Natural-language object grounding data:
== Segment start ==
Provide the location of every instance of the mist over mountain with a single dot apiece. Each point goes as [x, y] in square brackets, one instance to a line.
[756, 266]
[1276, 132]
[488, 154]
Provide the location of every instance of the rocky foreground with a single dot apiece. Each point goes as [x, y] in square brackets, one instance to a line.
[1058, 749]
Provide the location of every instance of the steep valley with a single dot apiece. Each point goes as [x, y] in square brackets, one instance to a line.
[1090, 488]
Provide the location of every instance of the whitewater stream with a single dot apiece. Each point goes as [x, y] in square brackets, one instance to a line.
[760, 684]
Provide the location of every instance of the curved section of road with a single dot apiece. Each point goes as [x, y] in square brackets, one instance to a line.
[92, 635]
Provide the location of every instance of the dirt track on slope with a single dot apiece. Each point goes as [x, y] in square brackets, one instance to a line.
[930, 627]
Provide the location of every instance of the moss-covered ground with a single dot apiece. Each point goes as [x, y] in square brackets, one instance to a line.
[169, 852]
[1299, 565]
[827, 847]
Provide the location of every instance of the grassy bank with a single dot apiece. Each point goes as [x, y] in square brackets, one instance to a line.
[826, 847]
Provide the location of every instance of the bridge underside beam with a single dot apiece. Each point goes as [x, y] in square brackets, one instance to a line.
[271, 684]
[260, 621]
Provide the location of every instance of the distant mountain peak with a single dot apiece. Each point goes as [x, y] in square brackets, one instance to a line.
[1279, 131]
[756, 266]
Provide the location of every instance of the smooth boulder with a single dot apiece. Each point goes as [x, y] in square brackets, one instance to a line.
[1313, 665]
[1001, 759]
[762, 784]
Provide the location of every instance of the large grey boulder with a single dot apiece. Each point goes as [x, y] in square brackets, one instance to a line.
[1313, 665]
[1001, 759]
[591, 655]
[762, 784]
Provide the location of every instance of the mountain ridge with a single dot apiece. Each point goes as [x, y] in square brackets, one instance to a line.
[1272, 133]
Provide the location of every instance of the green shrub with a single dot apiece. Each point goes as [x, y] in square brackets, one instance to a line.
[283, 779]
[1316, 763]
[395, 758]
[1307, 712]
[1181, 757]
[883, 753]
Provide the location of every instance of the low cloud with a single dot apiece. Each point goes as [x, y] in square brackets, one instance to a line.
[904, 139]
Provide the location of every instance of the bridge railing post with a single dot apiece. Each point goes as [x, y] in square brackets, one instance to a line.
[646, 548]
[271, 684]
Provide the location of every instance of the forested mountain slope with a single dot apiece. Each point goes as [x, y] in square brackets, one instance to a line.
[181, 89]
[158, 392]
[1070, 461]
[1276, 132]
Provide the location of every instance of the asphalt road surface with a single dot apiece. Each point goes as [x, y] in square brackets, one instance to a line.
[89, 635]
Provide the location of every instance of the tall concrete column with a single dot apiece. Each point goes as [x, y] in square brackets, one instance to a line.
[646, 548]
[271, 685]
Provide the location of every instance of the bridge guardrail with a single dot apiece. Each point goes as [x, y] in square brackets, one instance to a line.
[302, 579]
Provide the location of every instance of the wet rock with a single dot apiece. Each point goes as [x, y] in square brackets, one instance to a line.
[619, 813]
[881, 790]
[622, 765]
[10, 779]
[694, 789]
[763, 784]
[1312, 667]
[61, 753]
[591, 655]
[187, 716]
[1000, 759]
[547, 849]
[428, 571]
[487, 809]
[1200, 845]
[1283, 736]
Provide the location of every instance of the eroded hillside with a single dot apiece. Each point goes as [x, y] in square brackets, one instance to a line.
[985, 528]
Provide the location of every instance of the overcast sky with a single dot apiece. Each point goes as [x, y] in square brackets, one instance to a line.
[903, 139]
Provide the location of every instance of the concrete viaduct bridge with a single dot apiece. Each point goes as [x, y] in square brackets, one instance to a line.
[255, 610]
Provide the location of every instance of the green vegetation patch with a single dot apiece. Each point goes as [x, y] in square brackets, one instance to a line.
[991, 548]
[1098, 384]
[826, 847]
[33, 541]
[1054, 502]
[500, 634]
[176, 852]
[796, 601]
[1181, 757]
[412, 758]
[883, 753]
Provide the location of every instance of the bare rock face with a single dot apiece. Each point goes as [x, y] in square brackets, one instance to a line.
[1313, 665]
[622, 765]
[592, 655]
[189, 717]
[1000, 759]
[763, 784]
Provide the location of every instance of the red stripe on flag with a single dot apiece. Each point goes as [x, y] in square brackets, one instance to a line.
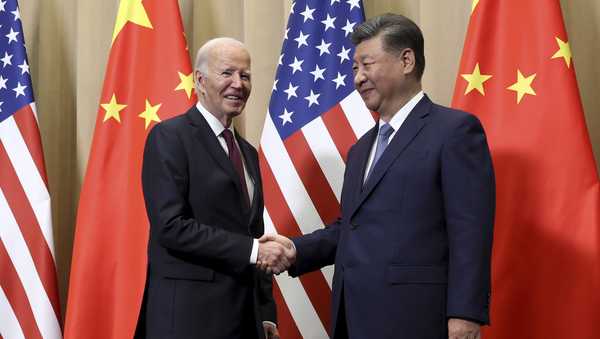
[28, 127]
[314, 283]
[286, 324]
[30, 228]
[340, 130]
[15, 293]
[312, 177]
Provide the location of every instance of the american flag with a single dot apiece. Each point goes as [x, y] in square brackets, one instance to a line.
[29, 305]
[315, 115]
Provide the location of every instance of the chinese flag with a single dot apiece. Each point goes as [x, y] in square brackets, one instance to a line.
[148, 79]
[517, 76]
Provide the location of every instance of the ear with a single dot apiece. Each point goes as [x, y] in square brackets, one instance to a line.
[407, 58]
[200, 82]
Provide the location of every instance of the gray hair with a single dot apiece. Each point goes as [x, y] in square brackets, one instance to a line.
[398, 32]
[202, 56]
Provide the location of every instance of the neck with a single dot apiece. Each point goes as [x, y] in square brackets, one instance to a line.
[387, 115]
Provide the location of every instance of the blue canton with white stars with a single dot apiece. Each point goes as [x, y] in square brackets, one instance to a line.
[315, 65]
[15, 80]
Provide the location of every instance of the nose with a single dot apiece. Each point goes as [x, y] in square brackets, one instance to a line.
[236, 81]
[359, 78]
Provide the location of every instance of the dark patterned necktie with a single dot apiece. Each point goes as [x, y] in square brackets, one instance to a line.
[382, 141]
[236, 158]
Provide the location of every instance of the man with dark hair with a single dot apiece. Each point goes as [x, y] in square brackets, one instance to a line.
[413, 245]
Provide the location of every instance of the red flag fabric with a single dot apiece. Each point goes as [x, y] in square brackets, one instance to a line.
== Segment end ==
▶ Task item: The records above should be copied word for word, with the pictures left out.

▶ Problem solution:
Provide the location of every instance of the mist over mountain with a single dot apiece. Each point goes as [x, y] in square brackets, one instance to a line.
[756, 266]
[1276, 132]
[488, 154]
Provide the location of every instance of the rocky foreground with a single dot apiece. Each point goes as [x, y] in square brackets, one instance to a line.
[1058, 749]
Provide the location of every instance of the steep valley with a single dot apiece. Each point goes as [x, y] in square brackets, one instance to a line.
[1090, 488]
Provide the location of every instance of the whitewater stream with a single dot apiece. Each point goes as [x, y] in square brackets, one instance to a line.
[760, 684]
Provide the location of every instance of the curved section of road with a single dot apiece. Each point goes as [x, y] in square brackets, one instance to a line.
[92, 635]
Provide the location of every instance of the dirt track on slope with a single dot apiece. Each point goes as [x, y] in square brackets, one instance to a line.
[930, 627]
Provide the location of every instance of the moss-covered ground with a single dot apiece. Each point goes as [x, y] in square brackets, one instance to a line.
[169, 852]
[1299, 565]
[827, 847]
Provide the location of every instance of the grassy bank with a single dot apiece. Each point goes as [x, y] in square brackets, one instance to a line.
[826, 847]
Provide the location of every instance of the bridge underside beam with a single dot apiece. Each point goes as [x, y] in square brackets, one instance to a line.
[271, 684]
[260, 621]
Provide the location of every instance of the distant mountain peak with a single dot apiece. Each point goes as [x, y] in square brackets, one instance to a line.
[1279, 131]
[756, 266]
Provide the location of every instance of the smooth boulder with a single dot apiece. Each point goes as [x, y] in square brackets, one instance to a line.
[1313, 665]
[1001, 759]
[762, 784]
Provide the location of every instance of the large grey boulder with a single dot apiece. Each point goes as [x, y] in square brackets, one instance to a line.
[1313, 665]
[1001, 759]
[591, 655]
[762, 784]
Provide the location of every instance of the mountain ridge with a single dot apiece. Each point goes as [x, y] in square brackets, one instance to a line.
[1272, 133]
Provide the location of every instance of the green shrub with a single dot apiece. Each point goes as [x, y] in square brackets, one instance to a line.
[283, 779]
[1316, 763]
[395, 758]
[1307, 712]
[1181, 757]
[883, 753]
Provide the location of every instance of the low cloud with a single dot apiece. Each point goes as [x, y] in square brackets, one instance to a line.
[904, 139]
Provide the location of every instance of the bridge railing post with a single dot apiece. Each point goes as [x, y] in square brackets, one instance to a line.
[646, 548]
[271, 684]
Provide the location of every instance of the forested mountain slope with a single dot apiece. Each point goes as [x, y] in square brackets, one instance to a line.
[181, 89]
[158, 392]
[1070, 461]
[1276, 132]
Provide the location of every instance of the asphalt road surface with a single dot apiece. Each point goes as [x, y] in square brackets, one instance to a line.
[89, 635]
Provide the location of every instance of the tall concrete column with a single dot apiece. Each point goes as [x, y] in square brackets, one instance to a line.
[646, 548]
[271, 685]
Provide the location of every instance of the bridge guardrail with a single dot apiece. Each point goes as [x, y] in square brackets, one instance to a line.
[302, 579]
Provide the location of every instance of the wet rock with a single dot apiece. Each point goes as [x, y] in square brackets, one instance to a line.
[619, 813]
[881, 790]
[622, 765]
[10, 779]
[694, 789]
[763, 784]
[1312, 667]
[61, 753]
[591, 655]
[187, 716]
[1000, 759]
[547, 849]
[428, 571]
[487, 809]
[1200, 845]
[1283, 736]
Provide the location of every instance of the eroded hillside with a single dot apiece. Each point goes as [x, y] in square brackets, one instance to a line.
[985, 528]
Provide the location of every instance of the overcast sky with a single dot apiece. Each point goes as [x, y] in square brackets, one instance to a line.
[903, 139]
Provide the location of every instance of the concrete viaduct bridge with a single dot apiece. Each point goes as [x, y] in square brackets, one instance to a line.
[255, 610]
Provide the location of every instance of the green vegetation patch with a single dot apiece. Each point goes as [x, y] in square brackets, one instance to a line.
[991, 548]
[1098, 384]
[826, 847]
[33, 541]
[1054, 502]
[500, 634]
[176, 852]
[796, 601]
[1181, 757]
[412, 758]
[883, 753]
Provide the location of every instance of the bare rock face with a single dot apiece. Each point goes as [x, y] in square brackets, one instance to a line.
[1313, 665]
[622, 765]
[592, 655]
[189, 717]
[1000, 759]
[763, 784]
Provide the location of every instance of the red stripe on flag with a single dot apiece. Each point goes as [x, y] in square brackets, one instance to a line.
[28, 127]
[314, 283]
[286, 324]
[30, 228]
[340, 130]
[15, 293]
[312, 177]
Provide the location of every instance of the american flag with a single dot apiece. Each point goes as [x, y] in square brackets, one instance to a line.
[29, 305]
[315, 115]
Provide the location of every instance of the chinese flag with a single dot apiece. Each point goes as [x, y] in square brackets, one instance to a line.
[148, 79]
[517, 76]
Provide the location of every instance of the ear with a single dot apiece. Each point goes as [x, y] in square brackets, one instance to a line.
[407, 58]
[200, 82]
Provide the location of every instance of the gray hair with a single dot apiece. Each point goes as [x, y] in square brackets, one instance to a line.
[398, 32]
[202, 56]
Provide the location of every instance of the neck with a single dot apiece. Each point goes as [x, y] in square brackets, one instance to a line.
[387, 115]
Provide the location of every instance of the blue canton with white stars with a single dot apiece. Each point goes as [x, y] in square brackets, one instance to a line.
[315, 65]
[15, 80]
Provide the location of every instance of the nose with a single dot apiece. Each point goes as [x, y] in square brackets, one instance to a line.
[236, 81]
[359, 78]
Provide the location of every instance of the dark patterned necktie with a single dot apiece. Each point goes as [x, y] in square brackets, one instance to a line.
[382, 141]
[236, 158]
Provide the location of every instance of the man with dark hair with a single dot apiece. Each point goes as [x, y] in square brackets, one instance to a line.
[413, 245]
Provide the location of every instance of the red flag fabric with a single dot apiece. Each point goes as [x, y] in square brackets, one instance to a line.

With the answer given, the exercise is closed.